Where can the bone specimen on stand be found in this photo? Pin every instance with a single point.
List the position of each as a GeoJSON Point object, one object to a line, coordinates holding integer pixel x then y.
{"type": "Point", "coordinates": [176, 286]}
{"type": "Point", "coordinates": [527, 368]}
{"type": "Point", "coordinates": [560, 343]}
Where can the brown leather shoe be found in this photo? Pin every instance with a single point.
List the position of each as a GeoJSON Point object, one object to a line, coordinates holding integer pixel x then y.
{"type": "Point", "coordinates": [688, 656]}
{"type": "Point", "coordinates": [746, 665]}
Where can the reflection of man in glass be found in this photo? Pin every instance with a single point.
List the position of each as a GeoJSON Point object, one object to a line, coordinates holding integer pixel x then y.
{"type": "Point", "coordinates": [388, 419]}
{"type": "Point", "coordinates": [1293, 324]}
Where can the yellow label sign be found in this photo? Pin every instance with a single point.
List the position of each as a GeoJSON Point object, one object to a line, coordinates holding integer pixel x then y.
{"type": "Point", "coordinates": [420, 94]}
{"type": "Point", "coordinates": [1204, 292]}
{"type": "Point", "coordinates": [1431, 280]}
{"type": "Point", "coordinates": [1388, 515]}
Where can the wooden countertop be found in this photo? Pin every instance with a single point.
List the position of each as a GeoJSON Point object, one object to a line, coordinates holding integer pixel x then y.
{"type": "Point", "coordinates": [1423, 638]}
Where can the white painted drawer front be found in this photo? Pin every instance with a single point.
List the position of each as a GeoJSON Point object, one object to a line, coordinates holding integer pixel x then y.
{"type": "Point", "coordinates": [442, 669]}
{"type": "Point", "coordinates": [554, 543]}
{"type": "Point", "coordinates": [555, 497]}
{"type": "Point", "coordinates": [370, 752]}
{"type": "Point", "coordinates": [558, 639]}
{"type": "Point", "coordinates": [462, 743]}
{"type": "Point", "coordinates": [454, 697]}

● **Exercise brief**
Quote all the records exactly, please, leaving none out.

● **Response to the exercise**
Where can the bone specimen on stand be found in this photo? Pin every instance with a single point.
List the position of each as a GeoJSON Point object, one object to a line, coordinates holding integer pixel x then y.
{"type": "Point", "coordinates": [176, 286]}
{"type": "Point", "coordinates": [527, 368]}
{"type": "Point", "coordinates": [560, 343]}
Where can the brown leather shoe be found in this photo? Pin every instance with a single point.
List the position of each as a GeoJSON Point object, one object to a line, coordinates holding integer pixel x then y.
{"type": "Point", "coordinates": [688, 656]}
{"type": "Point", "coordinates": [746, 665]}
Where can the reflection of man in glass be found in this photo? Pin every instance with a single point.
List the position of each as a GeoJSON Point object, one object to a line, coordinates holding integer pixel x then y.
{"type": "Point", "coordinates": [388, 419]}
{"type": "Point", "coordinates": [1293, 324]}
Where can the yellow label sign be found in this photo? Pin every instance with a single point.
List the position of each as a GeoJSON Point object, one object to a line, coordinates holding integer pixel x then y.
{"type": "Point", "coordinates": [420, 94]}
{"type": "Point", "coordinates": [1204, 292]}
{"type": "Point", "coordinates": [1431, 280]}
{"type": "Point", "coordinates": [1388, 515]}
Where can the wooden countertop be found in this photo? Pin every instance with a single point.
List the position of each as a GeoJSON Point object, one object to a line, coordinates holding integer pixel x then y.
{"type": "Point", "coordinates": [1423, 638]}
Where can the white painted drawer front be found in this photo? Pin every instance with a single point.
List the position of each as a GeoJSON Point object, one object to a line, coordinates holding integer pixel x then y.
{"type": "Point", "coordinates": [442, 669]}
{"type": "Point", "coordinates": [554, 543]}
{"type": "Point", "coordinates": [555, 497]}
{"type": "Point", "coordinates": [370, 752]}
{"type": "Point", "coordinates": [558, 639]}
{"type": "Point", "coordinates": [462, 743]}
{"type": "Point", "coordinates": [454, 697]}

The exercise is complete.